▶ Dataset records
------------------------------------------------------------
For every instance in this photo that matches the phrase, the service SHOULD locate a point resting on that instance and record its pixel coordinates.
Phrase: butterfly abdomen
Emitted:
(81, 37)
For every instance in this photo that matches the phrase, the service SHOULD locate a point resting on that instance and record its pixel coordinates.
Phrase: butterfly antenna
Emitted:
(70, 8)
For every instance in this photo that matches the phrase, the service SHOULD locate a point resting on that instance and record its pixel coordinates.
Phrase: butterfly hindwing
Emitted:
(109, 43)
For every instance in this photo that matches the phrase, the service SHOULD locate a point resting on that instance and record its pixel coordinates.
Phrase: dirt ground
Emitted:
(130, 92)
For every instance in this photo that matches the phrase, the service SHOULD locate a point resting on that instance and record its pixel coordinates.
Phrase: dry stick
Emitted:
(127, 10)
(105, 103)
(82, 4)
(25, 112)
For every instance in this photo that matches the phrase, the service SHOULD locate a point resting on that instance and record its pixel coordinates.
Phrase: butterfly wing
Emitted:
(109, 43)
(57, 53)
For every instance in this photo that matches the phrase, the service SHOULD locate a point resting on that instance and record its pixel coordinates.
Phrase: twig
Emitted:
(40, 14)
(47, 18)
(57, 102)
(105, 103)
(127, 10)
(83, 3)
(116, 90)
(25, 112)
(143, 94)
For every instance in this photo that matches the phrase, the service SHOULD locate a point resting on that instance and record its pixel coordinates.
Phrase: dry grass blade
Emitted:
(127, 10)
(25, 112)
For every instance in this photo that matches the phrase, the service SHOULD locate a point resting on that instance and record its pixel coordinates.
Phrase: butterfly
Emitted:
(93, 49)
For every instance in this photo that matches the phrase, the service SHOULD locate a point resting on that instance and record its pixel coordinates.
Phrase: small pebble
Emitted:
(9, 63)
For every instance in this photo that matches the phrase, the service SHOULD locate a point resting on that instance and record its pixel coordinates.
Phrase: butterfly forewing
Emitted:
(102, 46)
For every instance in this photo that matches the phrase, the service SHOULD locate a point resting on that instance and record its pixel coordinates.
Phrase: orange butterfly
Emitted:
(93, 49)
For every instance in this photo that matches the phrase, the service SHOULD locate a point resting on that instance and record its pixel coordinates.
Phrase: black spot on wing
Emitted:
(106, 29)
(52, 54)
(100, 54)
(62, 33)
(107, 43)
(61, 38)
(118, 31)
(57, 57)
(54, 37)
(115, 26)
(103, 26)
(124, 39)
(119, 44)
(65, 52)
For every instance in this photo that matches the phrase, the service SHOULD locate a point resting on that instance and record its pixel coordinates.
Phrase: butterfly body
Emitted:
------------------------------------------------------------
▶ What is being asked
Find each line in the listing above that contains the string "butterfly" and copy it out. Case counts.

▶ Result of the exercise
Phrase: butterfly abdomen
Phrase: butterfly antenna
Phrase: butterfly hindwing
Phrase: butterfly wing
Phrase: butterfly
Phrase: butterfly forewing
Phrase: orange butterfly
Phrase: butterfly body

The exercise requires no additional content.